**STATED PROBLEM**
Copy the material from its first line through the line containing "[(35, 28), (36, 15)]", both included. Scale every pixel coordinate in the answers by 0.45 and round each to a whole number, rounding halves up, but keep every other line and number unchanged.
· · · · · · ·
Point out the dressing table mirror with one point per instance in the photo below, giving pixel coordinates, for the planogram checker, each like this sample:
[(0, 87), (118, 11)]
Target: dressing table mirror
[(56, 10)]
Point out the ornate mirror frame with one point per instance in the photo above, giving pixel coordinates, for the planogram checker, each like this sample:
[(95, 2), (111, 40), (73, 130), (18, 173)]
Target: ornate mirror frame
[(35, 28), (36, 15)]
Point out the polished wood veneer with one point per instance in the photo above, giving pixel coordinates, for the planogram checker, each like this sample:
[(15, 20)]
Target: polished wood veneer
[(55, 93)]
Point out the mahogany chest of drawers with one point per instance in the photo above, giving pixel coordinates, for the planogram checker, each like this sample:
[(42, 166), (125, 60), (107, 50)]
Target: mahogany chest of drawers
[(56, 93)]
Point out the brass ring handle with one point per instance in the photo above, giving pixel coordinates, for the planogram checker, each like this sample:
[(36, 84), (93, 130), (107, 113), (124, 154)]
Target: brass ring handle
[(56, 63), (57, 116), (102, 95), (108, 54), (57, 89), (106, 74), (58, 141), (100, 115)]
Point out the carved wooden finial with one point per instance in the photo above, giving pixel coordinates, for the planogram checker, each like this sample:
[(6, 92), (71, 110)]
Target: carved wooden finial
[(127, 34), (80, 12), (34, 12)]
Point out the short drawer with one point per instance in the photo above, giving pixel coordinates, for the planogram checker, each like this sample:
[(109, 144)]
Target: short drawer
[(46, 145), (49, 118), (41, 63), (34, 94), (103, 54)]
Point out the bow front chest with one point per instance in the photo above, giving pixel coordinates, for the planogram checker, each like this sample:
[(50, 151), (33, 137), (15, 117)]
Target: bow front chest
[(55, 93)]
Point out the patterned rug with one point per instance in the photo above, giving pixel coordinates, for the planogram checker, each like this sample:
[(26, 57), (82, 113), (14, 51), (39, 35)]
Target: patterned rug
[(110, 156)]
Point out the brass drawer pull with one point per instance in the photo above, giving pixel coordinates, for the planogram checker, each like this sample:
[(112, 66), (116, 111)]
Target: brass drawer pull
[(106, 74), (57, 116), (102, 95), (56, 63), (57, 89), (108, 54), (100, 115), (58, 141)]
· · · · · · ·
**PROBLEM SOLUTION**
Point out the dressing table mirror with one point per instance in the photo below, giving pixel coordinates, for the planogram checker, each like this sample:
[(0, 87), (118, 11)]
Target: dressing table mirror
[(25, 5)]
Point out the ornate mirror frame with one point per instance in the photo above, giving pixel coordinates, for the planogram checker, each like this sample:
[(95, 2), (111, 40), (73, 130), (18, 173)]
Target: ornate mirror frame
[(16, 13), (16, 7)]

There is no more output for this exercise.